Repeat each record below exactly as given.

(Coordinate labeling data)
========
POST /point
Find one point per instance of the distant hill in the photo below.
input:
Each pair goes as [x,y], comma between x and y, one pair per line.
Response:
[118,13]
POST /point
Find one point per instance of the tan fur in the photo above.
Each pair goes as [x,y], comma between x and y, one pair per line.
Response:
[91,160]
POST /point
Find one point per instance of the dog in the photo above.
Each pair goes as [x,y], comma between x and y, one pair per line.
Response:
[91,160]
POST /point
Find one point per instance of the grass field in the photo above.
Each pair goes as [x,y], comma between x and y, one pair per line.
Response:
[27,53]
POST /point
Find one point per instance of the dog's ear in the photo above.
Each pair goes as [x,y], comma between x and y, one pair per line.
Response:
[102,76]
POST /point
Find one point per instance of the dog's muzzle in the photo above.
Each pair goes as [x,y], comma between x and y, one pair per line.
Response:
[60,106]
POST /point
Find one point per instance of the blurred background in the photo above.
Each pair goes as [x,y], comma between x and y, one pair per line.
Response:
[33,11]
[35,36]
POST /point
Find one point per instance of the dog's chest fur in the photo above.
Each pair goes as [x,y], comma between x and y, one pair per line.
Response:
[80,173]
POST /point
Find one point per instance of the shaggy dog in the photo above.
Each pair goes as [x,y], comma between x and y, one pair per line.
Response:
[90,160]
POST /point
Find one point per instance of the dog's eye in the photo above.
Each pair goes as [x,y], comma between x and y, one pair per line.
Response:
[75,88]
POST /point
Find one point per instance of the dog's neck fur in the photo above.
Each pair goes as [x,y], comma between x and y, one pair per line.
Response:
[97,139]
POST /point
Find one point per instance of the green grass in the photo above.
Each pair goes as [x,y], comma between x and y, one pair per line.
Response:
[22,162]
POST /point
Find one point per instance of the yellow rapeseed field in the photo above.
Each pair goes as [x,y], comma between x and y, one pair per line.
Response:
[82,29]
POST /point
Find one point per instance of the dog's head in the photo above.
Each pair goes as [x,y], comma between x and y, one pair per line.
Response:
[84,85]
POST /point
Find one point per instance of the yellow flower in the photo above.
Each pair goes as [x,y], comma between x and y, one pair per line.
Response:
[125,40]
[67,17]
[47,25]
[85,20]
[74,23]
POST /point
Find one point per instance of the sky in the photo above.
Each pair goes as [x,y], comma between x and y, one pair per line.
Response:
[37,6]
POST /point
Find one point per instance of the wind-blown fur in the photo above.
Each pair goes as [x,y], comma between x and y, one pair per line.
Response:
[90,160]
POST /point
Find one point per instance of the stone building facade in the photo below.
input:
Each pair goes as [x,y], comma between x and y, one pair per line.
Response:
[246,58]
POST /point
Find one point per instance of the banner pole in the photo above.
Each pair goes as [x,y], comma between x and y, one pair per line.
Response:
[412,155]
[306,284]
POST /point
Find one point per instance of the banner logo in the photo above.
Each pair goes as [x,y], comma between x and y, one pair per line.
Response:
========
## TASK SOLUTION
POST /point
Find one point per instance of the distant hill in the photo below.
input:
Each pair goes as [x,y], comma between x and y, one pair per line.
Response:
[118,13]
POST /point
Find one point per instance of the tan fur in the photo above.
Each pair goes as [x,y], comma between x and y, one pair per line.
Response:
[91,160]
POST /point
Find one point per instance of the dog in the photo above.
Each pair goes as [x,y], comma between x and y, one pair per line.
Response:
[91,160]
POST /point
Find one point per instance of the grass field in the photo above.
Each pair goes as [x,y], comma between x and y, one pair per line.
Response:
[27,53]
POST /point
Find one point per instance of the dog's ear in the photo above.
Each pair goes as [x,y], comma between x and y, one pair per line.
Response:
[102,76]
POST /point
Find one point per instance of the dog's muzzle in the photo above.
Each pair goes as [x,y], comma between x and y, one pair per line.
Response:
[60,106]
POST /point
Find one point per instance of the blurred background in the photo above.
Each pair goes as [x,y], comma between x and y, one pair per line.
Response:
[33,11]
[35,36]
POST /point
Find one point per instance of the dog's chest fur in the photo above.
Each pair goes as [x,y], comma between x and y, one pair per line.
Response:
[80,173]
POST /point
Find one point per instance of the shaggy dog in the photo above.
Each pair goes as [x,y], comma between x and y, one pair per line.
Response:
[90,160]
POST /point
Find one point per instance of the dog's eye in the photo above.
Each pair goes as [x,y], comma between x and y, one pair per line.
Response:
[75,88]
POST /point
Find one point per instance of the dog's neck fur in the photo above.
Each pair goes as [x,y], comma between x and y, one pair per line.
Response:
[97,139]
POST /point
Find one point per instance of the green grass in the photo above.
Each pair goes as [x,y], comma between x and y, one pair per line.
Response:
[22,162]
POST /point
Find one point per instance of the yellow rapeseed field in the photo above.
Each pair goes as [x,y], comma between x and y, one pair per line.
Response:
[82,29]
POST /point
Find one point per instance of the dog's head in the photo above.
Each pair goes as [x,y], comma between x and y, one pair per line.
Response:
[84,85]
POST /point
Find one point per instance of the yellow flower in the photo above.
Each pair goes as [x,y], comma between x and y, one pair per line.
Response:
[125,40]
[67,17]
[47,25]
[85,20]
[74,23]
POST /point
Find one point per instance of the sky in the photo above.
Each pair goes as [x,y], comma between x and y, one pair per line.
Response:
[37,6]
POST /point
Find one point per instance of the wind-blown fur in the photo above.
Each pair goes as [x,y], comma between x and y, one pair per line.
Response:
[90,160]
POST /point
Find one point per instance of the stone building facade in the photo below.
input:
Each pair goes as [x,y], comma between x and y, one pair per line.
Response:
[246,58]
POST /point
Find one point per instance of the banner pole in the photo above.
Each pair goes as [x,y], comma between x and y, one pair per line.
Response:
[412,155]
[306,284]
POST /point
Find one point per instance of the banner logo in the photo above.
Each pair goes as [x,y], comma between x and y, one pair per line.
Response:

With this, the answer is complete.